◆ TO DO
Retype the entries exactly, keeping every line intact.

◆ RECORDS FOR THIS EXERCISE

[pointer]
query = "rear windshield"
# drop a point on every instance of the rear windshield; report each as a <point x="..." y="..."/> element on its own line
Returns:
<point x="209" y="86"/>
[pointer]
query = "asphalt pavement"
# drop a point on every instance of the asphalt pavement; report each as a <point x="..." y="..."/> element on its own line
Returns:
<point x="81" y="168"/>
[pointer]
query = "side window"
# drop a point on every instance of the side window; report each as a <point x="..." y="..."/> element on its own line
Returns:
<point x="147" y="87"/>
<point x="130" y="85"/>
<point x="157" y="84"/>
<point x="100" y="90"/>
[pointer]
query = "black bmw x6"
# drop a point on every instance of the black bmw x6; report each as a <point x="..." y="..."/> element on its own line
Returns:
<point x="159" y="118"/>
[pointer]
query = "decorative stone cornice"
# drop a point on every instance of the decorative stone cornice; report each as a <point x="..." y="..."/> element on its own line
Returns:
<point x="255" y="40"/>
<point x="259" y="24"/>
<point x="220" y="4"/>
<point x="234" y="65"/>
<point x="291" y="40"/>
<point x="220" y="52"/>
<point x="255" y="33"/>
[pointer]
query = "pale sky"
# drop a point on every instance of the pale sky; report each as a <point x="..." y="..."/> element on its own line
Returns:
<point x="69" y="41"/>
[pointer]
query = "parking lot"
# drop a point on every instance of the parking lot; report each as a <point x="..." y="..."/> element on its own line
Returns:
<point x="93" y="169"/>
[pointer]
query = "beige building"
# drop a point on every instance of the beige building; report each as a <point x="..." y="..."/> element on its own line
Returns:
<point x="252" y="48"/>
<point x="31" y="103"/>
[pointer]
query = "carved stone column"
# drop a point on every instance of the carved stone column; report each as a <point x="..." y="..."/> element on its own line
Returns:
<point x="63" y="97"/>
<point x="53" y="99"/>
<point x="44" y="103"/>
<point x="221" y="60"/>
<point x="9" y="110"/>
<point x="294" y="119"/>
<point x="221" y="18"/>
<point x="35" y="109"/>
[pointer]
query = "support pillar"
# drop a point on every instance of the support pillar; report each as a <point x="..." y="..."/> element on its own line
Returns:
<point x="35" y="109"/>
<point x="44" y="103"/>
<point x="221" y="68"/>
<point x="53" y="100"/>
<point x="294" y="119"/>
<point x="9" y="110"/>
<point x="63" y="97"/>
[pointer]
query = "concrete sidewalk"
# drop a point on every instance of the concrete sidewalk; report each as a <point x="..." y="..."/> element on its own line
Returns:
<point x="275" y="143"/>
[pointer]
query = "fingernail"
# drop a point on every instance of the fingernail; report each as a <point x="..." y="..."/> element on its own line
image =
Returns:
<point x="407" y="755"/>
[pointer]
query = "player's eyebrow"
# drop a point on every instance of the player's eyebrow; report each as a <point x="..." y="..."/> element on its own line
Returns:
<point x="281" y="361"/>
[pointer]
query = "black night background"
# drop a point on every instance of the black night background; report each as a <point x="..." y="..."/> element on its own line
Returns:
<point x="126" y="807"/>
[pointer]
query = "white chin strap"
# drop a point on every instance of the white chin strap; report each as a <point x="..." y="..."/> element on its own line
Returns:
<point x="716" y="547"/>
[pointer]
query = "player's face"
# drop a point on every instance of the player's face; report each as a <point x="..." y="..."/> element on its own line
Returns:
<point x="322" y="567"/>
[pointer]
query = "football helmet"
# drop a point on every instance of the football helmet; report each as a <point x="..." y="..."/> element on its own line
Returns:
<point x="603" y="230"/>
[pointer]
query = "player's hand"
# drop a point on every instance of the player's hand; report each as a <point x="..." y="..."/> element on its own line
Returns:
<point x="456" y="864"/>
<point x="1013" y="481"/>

◆ REPLY TO THE EXERCISE
[pointer]
query = "rear windshield"
# drop a point on every instance of the rear windshield; report each as a <point x="..." y="..."/> element on its own line
Returns:
<point x="209" y="86"/>
[pointer]
query = "asphalt pavement"
# drop a point on every instance of the asphalt pavement; report each as a <point x="..." y="..."/> element on its own line
Returns:
<point x="81" y="168"/>
[pointer]
query = "side window"
# drop a point on every instance of the side window; report each as a <point x="..." y="..."/> element on its own line
Returns:
<point x="147" y="87"/>
<point x="130" y="85"/>
<point x="157" y="84"/>
<point x="100" y="90"/>
[pointer]
query = "black bmw x6"
# drop a point on every instance of the black bmw x6; report each as a <point x="..." y="..."/> element on its own line
Returns:
<point x="159" y="118"/>
[pointer]
query = "decorative stone cornice"
# drop a point on every instance of the decorative stone cornice; report each as a <point x="..." y="..."/> element on its own line
Returns:
<point x="255" y="40"/>
<point x="259" y="24"/>
<point x="220" y="4"/>
<point x="234" y="65"/>
<point x="291" y="40"/>
<point x="220" y="52"/>
<point x="255" y="33"/>
[pointer]
query = "pale sky"
# drop a point on every instance of the pale sky; report each as a <point x="..." y="..."/> element on its own line
Returns:
<point x="69" y="41"/>
[pointer]
query = "parking lot"
# drop a point on every instance of the parking lot; report each as a <point x="..." y="..."/> element on its own line
Returns:
<point x="93" y="169"/>
[pointer]
query = "beige building"
# drop a point on every instance of the beige building; report each as a <point x="..." y="..."/> element on its own line
Returns:
<point x="252" y="48"/>
<point x="31" y="103"/>
[pointer]
query = "carved stone column"
# drop a point on every instance of the carved stone column; report each as a <point x="..." y="..."/> element on its own line
Returns:
<point x="63" y="97"/>
<point x="53" y="99"/>
<point x="44" y="103"/>
<point x="221" y="60"/>
<point x="9" y="110"/>
<point x="294" y="119"/>
<point x="221" y="18"/>
<point x="35" y="109"/>
[pointer]
query = "support pillar"
# drop a point on every instance of the support pillar; report each as a <point x="..." y="..."/> element on its own line
Returns:
<point x="35" y="109"/>
<point x="44" y="103"/>
<point x="221" y="68"/>
<point x="53" y="100"/>
<point x="294" y="119"/>
<point x="9" y="110"/>
<point x="63" y="97"/>
[pointer]
query = "concrete sidewalk"
# drop a point on every instance of the concrete sidewalk; report each as a <point x="..." y="..."/> element on its own line
Returns:
<point x="275" y="143"/>
[pointer]
query = "fingernail"
# drop a point on every instance of the fingernail; report each as a <point x="..." y="..."/> element on its own line
image =
Returns:
<point x="407" y="755"/>
[pointer]
query = "player's eyebrow"
# drop a point on every instance of the player's eyebrow; report each as a <point x="..." y="..."/> element on its own line
Returns:
<point x="281" y="361"/>
[pointer]
query = "black night background"
# drop a point on every instance of the black night background; report each as a <point x="..." y="..."/> element on its own line
Returns:
<point x="126" y="807"/>
[pointer]
query = "white chin strap"
# drop a point on every instance of the white chin strap; report each as a <point x="..." y="..."/> element on its own line
Returns:
<point x="716" y="547"/>
[pointer]
query = "player's face"
# drop a point on every instance of the player's face; report each as a <point x="..." y="..."/> element on its own line
Returns:
<point x="322" y="567"/>
[pointer]
query = "football helmet"
# drop a point on every instance of the football helmet; report each as a <point x="..." y="..."/> element on its own line
Returns:
<point x="603" y="230"/>
[pointer]
query = "player's hand"
# drop a point on every instance of the player's hand; report each as a <point x="..." y="..."/> element on its own line
Returns:
<point x="456" y="864"/>
<point x="1013" y="481"/>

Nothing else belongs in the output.